• [Requests]:
1. In the thread on categorical variables, answer each question:
(a) How many categories does the poster's main covariate have?
(b) What rule of thumb for binary regression is given, counted per independent variable?
(c) What percentage does the poster report for the reference category in one case?
2. Reproduce the passage of the thread on categorical variables that begins at the words "I'm running a" and stops after the words "up +/- infinity.".

• [Text block]:
** START **
Sample size of Categorical Variables


I'm running a binary logistic model that includes categorical variables.

One of my main covariates has 8 categories and some of the sample sizes within categories are small (e.g. 25 people) but this is in a total sample of 8,537 people. However when you restrict it down to the variable of interest this leaves only 1 person (i.e. 1 person out of 25)

Does the small sample of a category within a categorical variable create any problems? If so what is a good cut-off point for groups within categorical variables?

Any suggestions would be much appreciated. Thank you


Mean Joe

TS Contributor
Does the small sample of a category within a categorical variable create any problems? If so what is a good cut-off point for groups within categorical variables?
Make sure the category with only 1 person is not the reference category, or the odds ratios are likely to come up +/- infinity.
Not sure what you mean by a "cut-off point for groups"; are you considering combining categories? Because that is one thing you could do. eg if you have 8 categories of happiness, you could combine extremely sad/very sad/sad sad. I'd suggest combining categories in a way that makes sense, rather than to achieve the objective of getting more N.

eg combine extremely sad/very sad/sad sad may be good because there is not much difference in those 3 categories, and they are clearly separate from the other categories. Whereas combining slightly sad/meh/slightly happy because individually they only have N=13, 1, 10 but together they'd have "enough", is not as good because you'd be combining a degree of "sad" with a degree of "happy".
Thanks for your reply. Yes, the largest group (n=8905) is the reference group.

By 'cut-off point' I meant limit to how small the groups can be. Have not found any information on this yet so hoping this is not a big issue. Although I can imagine it may create large confidence intervals for the estimate.

Yes, there is slightly different way that I can do which reduces the groups to 4. I'm looking at a binary variable across three time sweeps.


Fortran must die
I have never seen anything on the required sample size of one category. If a very high percentage of a dummy variable (say 90 percent) is in one category it will make you slopes smaller than they should be. This is essentially a lack of variation in a variable, but it is a particularly serve problem in a dummy variable. The key though is the percent in each group not so much the n.
Yes the reference category has a large percentage (82.7%) in one case, and this is for a categorical variable (5 categories) rather then a dummy variable. Funny thing is though is that I am getting statistically significant results with the smaller categories exactly according to my hypothesis.
I have not come across any kind of tests I can do to ensure the proportion of categories are correct. However there is some missing data so looking to impute the values which may make the proportion of the reference category smaller.


Less is more. Stay pure. Stay poor.
You should look up "Overfitting" and Overparameterization". It sounds like you have a fairly large sample size, but reviewing these topics may help you understand the repercussions and concerns. A general rule of thumb used by some people for binary (dependent) regression, is 10-20 observations in the smaller of the binary outcome groups per independent variable. This would include all candidate and interaction variables tested. A nice short subsection on this is available in Frank E. Harrell, Regression Modeling Strategies. I agree, that I have not heard of any subgroup sample size restrictions, but regularly wonder about it, becauce how representative can a few individuals be toward an entire subgroup.
Thank you so much! I have got the book out from the library and will have read.

I've found this paper on overfitting which explains how it may create 'over optimistic' results: "What you see many not be what you get: A brief, nontechical introduction to overfitting in regression-type models"

I've come across 'number of event per predictor' (EPV). From my understanding this means the sample of your event of interest in your outcome variable by the number of explanatory variables . They recommend 10-20 EPV. But yes not much I've found about actual samples within the explanatory variables. And I guess each category within a categorical variable would count as a single variable thus better to collapse categories where you can?!

Thanks again for your help.
** END **
• [Entries provided]:
** START **
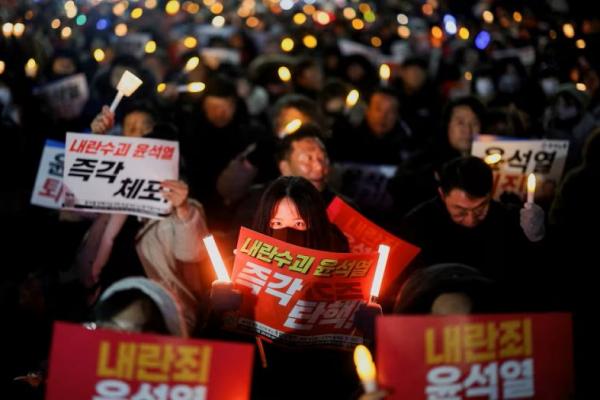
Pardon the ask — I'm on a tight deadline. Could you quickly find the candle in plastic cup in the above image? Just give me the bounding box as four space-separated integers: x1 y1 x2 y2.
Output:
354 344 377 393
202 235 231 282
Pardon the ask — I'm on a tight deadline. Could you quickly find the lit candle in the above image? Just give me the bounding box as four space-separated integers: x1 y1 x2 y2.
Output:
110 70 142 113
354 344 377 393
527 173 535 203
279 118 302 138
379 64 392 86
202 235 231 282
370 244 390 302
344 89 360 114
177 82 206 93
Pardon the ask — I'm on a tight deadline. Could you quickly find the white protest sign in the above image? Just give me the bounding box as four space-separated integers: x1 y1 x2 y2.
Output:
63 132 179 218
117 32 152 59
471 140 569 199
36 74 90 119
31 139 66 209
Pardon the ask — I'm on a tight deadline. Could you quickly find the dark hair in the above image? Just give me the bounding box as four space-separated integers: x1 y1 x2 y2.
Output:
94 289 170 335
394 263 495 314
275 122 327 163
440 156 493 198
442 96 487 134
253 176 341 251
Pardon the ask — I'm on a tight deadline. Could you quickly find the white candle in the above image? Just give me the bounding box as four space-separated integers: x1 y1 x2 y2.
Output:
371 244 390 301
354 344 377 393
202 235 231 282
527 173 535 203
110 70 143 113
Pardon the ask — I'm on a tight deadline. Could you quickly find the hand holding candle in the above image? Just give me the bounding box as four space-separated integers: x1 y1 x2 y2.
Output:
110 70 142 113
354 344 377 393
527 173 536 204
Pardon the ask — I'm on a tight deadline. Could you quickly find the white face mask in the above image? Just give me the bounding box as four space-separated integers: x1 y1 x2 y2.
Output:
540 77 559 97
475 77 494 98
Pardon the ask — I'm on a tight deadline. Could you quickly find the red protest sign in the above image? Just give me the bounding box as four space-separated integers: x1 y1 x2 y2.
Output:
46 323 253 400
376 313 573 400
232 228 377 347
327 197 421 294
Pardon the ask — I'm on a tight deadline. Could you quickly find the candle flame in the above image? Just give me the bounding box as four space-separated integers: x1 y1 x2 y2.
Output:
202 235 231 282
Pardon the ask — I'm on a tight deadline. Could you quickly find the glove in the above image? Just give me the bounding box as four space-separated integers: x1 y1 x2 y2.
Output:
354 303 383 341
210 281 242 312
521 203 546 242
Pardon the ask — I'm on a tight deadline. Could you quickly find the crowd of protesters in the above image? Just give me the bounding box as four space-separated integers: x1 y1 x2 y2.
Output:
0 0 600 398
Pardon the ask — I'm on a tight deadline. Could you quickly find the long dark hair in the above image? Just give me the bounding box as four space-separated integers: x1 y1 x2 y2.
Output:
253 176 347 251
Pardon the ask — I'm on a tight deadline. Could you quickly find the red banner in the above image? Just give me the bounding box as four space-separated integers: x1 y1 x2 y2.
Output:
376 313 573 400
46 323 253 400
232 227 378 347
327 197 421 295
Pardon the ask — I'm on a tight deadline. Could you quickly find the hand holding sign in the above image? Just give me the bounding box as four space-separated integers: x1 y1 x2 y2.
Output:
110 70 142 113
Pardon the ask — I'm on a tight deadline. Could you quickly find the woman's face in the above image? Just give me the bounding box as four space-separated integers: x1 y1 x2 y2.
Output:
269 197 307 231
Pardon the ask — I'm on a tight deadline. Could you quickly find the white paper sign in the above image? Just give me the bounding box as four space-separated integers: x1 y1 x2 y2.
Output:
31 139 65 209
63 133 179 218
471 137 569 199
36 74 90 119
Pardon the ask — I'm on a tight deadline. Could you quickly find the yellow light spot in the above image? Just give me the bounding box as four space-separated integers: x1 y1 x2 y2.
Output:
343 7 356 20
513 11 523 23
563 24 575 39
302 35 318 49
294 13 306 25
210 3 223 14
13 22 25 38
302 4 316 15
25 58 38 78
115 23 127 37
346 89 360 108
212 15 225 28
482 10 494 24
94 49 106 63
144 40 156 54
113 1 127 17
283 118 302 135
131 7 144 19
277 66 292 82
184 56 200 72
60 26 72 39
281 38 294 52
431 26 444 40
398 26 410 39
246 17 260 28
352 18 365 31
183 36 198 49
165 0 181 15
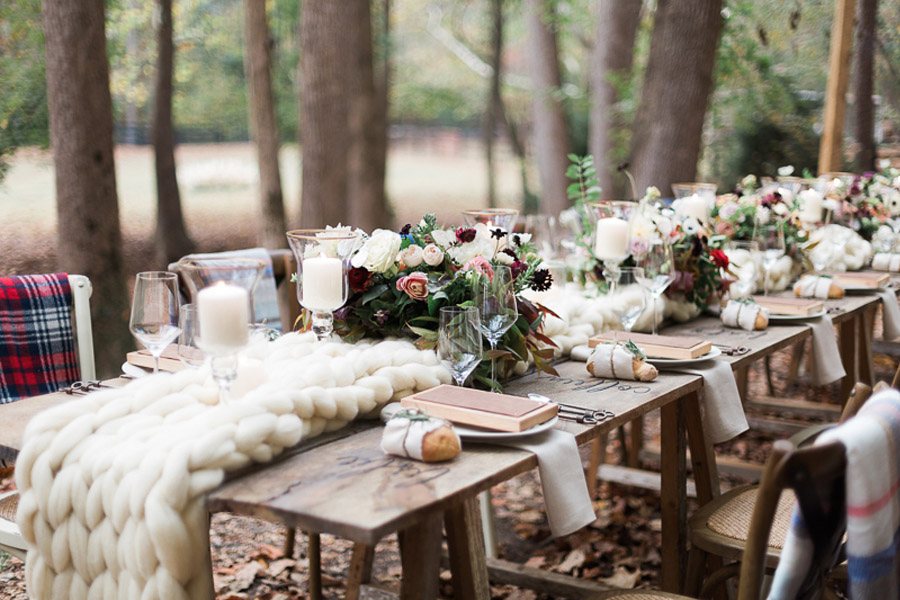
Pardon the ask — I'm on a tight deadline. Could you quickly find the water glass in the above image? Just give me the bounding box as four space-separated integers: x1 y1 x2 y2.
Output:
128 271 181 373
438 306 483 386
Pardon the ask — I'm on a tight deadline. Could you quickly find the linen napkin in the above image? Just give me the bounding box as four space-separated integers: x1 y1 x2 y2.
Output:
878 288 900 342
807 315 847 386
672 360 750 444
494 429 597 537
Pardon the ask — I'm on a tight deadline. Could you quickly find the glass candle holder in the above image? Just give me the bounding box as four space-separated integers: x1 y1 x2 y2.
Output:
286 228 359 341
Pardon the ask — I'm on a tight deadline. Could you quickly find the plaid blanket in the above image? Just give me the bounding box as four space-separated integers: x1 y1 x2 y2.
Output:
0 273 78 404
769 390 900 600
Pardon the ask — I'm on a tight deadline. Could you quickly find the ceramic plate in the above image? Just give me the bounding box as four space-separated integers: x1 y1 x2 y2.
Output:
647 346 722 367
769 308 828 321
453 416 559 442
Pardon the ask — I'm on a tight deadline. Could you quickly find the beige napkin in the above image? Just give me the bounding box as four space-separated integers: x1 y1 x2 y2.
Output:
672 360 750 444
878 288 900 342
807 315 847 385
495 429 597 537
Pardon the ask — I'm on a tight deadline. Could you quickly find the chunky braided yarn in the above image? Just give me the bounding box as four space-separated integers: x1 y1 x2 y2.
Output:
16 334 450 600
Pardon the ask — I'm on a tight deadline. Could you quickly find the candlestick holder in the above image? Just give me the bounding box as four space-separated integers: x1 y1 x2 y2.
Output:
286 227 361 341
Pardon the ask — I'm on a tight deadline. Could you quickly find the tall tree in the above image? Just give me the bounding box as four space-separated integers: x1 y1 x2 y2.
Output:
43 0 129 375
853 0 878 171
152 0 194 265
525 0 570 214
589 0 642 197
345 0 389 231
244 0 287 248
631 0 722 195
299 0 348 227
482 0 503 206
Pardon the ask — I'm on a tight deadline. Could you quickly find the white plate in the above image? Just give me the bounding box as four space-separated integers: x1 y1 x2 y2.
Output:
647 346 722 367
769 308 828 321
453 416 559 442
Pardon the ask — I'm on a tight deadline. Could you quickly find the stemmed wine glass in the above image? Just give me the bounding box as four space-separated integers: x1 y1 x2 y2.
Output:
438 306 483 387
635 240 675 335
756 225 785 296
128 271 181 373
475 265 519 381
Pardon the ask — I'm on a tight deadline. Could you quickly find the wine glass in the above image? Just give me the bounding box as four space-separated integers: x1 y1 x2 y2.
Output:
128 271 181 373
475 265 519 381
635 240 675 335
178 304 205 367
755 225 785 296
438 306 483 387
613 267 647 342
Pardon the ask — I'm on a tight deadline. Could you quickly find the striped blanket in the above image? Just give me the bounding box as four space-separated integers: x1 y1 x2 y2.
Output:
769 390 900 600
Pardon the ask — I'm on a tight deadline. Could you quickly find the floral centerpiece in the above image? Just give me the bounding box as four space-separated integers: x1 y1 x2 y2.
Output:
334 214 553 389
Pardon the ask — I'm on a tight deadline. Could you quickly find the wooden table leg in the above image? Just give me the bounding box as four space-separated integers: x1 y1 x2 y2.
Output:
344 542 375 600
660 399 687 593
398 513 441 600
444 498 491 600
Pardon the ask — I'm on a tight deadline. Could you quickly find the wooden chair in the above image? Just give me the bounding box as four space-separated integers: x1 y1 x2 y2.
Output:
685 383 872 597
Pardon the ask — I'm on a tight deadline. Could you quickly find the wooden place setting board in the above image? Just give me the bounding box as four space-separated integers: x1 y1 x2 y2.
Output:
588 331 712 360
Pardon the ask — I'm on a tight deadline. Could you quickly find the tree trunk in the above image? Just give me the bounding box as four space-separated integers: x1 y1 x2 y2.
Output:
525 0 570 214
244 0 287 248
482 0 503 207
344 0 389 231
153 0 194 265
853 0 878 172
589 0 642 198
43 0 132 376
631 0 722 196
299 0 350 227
** END **
** START **
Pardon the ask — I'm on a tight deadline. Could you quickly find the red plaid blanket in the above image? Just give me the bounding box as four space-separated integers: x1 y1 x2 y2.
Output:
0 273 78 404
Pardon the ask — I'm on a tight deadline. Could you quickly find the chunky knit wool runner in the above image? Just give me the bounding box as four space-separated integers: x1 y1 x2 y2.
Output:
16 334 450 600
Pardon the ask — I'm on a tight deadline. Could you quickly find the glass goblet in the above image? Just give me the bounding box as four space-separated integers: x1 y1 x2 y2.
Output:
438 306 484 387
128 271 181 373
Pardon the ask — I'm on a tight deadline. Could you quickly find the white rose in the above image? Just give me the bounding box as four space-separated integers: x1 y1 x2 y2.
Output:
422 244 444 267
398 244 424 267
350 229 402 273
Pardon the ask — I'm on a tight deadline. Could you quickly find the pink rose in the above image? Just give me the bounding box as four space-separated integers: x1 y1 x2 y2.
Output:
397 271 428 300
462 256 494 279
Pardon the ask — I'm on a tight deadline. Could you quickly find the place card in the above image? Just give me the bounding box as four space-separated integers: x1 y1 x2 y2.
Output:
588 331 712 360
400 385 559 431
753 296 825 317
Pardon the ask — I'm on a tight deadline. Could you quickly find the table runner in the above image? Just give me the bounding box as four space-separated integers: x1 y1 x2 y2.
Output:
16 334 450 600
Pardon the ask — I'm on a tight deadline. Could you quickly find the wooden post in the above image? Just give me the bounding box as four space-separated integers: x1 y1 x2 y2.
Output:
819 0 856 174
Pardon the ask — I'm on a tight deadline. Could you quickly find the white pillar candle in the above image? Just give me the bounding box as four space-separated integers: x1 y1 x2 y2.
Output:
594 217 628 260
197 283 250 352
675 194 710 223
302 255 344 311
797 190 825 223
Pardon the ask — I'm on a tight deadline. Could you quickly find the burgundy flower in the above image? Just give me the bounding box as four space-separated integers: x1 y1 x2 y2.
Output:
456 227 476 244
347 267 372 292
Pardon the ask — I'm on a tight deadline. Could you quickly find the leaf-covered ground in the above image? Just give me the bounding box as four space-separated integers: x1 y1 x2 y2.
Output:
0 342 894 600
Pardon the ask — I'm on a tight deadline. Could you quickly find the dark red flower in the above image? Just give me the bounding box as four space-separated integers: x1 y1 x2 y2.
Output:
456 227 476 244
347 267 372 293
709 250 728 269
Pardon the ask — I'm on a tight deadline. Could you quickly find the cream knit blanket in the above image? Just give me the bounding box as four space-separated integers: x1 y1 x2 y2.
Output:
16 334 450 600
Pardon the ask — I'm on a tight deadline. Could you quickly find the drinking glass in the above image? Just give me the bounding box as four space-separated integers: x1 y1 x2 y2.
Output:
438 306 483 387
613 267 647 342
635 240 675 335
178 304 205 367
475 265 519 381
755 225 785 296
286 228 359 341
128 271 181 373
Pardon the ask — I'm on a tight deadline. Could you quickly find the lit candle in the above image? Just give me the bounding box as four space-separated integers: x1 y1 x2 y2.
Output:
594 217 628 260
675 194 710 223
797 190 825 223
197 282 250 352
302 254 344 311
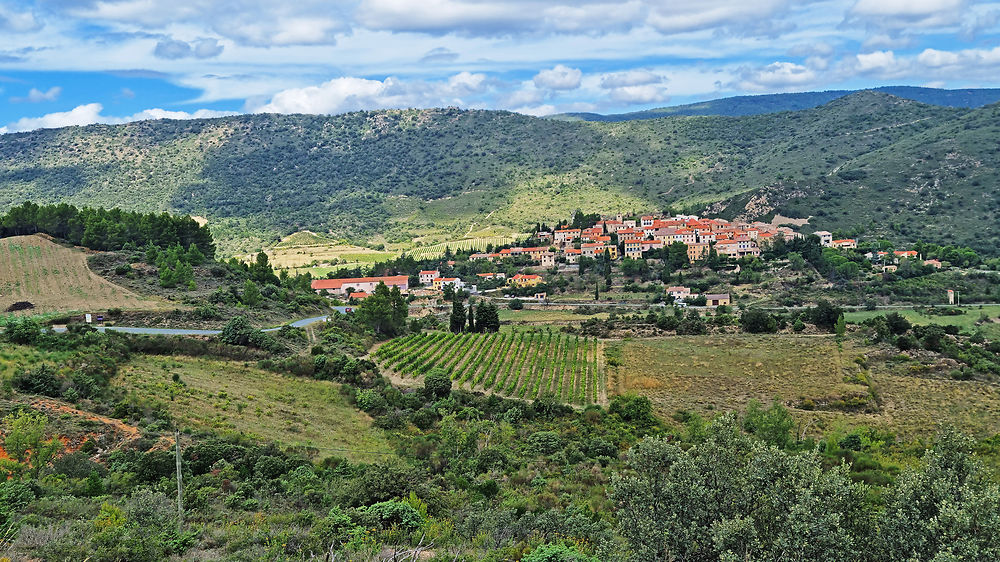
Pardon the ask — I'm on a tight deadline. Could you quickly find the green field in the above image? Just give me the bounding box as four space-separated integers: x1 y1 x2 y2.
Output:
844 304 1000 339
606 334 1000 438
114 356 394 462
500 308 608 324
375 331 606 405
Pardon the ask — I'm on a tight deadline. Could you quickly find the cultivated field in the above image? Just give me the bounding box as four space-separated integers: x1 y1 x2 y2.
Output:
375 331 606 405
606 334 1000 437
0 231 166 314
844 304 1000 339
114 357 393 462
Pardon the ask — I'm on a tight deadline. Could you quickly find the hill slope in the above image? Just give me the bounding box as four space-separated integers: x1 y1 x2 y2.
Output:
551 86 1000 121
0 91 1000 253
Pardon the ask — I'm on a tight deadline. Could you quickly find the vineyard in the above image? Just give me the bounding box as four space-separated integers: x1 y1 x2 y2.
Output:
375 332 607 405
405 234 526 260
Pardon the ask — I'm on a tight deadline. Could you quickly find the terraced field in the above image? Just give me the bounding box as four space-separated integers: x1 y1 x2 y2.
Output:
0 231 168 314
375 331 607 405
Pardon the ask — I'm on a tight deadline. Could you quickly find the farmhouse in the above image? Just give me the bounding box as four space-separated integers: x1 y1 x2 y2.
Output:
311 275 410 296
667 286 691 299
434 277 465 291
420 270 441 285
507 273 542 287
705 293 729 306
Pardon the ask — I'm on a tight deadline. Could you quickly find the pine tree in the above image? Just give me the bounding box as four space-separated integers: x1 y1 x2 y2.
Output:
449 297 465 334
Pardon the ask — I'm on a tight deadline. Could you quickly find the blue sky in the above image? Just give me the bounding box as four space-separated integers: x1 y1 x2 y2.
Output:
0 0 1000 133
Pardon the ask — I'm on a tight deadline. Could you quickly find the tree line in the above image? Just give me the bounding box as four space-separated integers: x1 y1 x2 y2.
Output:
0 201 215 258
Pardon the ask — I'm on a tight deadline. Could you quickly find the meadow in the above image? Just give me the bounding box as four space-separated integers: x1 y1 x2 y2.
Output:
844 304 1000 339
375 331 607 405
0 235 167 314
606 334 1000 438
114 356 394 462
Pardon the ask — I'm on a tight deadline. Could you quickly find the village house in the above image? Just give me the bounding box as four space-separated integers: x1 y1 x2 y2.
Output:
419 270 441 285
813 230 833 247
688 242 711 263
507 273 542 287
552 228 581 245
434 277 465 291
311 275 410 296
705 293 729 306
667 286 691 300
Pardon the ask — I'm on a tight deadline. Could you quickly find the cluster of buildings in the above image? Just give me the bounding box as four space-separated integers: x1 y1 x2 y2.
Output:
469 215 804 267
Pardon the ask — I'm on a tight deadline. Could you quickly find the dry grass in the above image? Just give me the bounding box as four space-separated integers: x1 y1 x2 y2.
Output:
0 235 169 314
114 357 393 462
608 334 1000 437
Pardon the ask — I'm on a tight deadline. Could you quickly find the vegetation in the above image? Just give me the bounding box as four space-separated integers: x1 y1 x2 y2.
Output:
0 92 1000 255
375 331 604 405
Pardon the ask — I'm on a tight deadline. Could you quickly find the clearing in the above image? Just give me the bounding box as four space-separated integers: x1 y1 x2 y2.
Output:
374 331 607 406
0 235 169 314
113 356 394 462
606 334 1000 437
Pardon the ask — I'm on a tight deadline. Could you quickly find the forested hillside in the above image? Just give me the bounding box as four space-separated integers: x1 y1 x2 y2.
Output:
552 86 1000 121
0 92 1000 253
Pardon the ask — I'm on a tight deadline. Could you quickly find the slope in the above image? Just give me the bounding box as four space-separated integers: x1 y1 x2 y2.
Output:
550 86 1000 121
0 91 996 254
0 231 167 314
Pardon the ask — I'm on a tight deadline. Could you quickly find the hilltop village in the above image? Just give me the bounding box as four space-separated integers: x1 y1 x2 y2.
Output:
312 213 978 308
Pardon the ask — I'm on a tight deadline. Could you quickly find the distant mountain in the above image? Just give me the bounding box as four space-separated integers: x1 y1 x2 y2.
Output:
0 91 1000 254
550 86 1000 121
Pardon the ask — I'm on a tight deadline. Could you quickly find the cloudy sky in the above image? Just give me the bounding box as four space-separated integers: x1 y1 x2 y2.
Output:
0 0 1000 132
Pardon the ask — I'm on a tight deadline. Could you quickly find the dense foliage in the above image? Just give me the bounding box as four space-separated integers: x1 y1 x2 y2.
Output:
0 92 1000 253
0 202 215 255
** END **
** START **
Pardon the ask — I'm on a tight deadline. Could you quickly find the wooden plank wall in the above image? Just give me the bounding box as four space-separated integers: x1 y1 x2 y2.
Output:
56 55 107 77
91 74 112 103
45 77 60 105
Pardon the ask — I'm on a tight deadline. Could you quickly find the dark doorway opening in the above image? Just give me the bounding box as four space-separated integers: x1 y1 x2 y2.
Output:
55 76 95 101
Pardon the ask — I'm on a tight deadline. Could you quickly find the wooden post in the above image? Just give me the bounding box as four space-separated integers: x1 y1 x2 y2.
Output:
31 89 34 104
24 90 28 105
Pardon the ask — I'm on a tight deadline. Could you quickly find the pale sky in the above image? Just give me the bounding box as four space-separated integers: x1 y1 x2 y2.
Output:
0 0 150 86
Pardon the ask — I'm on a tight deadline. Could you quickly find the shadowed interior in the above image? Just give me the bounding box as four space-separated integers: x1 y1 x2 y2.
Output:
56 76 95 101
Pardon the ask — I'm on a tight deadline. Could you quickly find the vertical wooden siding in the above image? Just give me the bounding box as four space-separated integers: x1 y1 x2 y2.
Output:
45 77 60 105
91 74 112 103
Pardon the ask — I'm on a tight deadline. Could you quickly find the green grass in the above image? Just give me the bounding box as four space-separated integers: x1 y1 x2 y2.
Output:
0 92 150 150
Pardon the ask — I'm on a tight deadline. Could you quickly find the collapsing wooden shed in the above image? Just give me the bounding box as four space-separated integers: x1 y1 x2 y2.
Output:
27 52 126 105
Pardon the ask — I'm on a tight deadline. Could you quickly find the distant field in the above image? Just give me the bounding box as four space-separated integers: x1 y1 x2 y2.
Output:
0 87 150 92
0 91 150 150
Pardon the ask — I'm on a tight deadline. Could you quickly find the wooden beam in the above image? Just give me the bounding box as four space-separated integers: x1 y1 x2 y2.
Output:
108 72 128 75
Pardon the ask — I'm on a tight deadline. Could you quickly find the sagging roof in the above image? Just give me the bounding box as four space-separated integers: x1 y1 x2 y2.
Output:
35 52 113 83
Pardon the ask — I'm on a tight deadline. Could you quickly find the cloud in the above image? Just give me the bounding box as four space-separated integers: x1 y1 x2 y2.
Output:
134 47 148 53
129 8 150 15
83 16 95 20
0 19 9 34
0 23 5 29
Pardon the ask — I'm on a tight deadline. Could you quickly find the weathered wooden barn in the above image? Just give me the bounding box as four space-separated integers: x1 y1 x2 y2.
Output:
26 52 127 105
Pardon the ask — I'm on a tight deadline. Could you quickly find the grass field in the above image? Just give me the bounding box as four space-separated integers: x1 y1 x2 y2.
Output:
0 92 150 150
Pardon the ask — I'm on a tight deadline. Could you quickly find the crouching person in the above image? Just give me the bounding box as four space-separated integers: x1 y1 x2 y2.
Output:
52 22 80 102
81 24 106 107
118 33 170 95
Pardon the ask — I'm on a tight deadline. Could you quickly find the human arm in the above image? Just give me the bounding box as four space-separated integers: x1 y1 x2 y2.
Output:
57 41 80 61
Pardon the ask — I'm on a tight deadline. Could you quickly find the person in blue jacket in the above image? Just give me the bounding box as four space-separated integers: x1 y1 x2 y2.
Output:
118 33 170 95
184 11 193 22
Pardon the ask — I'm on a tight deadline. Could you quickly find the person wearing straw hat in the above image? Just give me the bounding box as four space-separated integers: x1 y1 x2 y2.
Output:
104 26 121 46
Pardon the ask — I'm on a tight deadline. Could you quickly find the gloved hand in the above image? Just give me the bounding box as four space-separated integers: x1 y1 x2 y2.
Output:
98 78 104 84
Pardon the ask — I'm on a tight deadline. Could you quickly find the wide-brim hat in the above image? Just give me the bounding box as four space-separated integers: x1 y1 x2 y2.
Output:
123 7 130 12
** END **
• [Worked answers]:
1.
(a) 8 categories.
(b) 10–20 observations in the smaller of the binary outcome groups per independent variable.
(c) 82.7%.

2.
I'm running a binary logistic model that includes categorical variables.

One of my main covariates has 8 categories and some of the sample sizes within categories are small (e.g. 25 people) but this is in a total sample of 8,537 people. However when you restrict it down to the variable of interest this leaves only 1 person (i.e. 1 person out of 25)

Does the small sample of a category within a categorical variable create any problems? If so what is a good cut-off point for groups within categorical variables?

Any suggestions would be much appreciated. Thank you


Mean Joe

TS Contributor
Does the small sample of a category within a categorical variable create any problems? If so what is a good cut-off point for groups within categorical variables?
Make sure the category with only 1 person is not the reference category, or the odds ratios are likely to come up +/- infinity.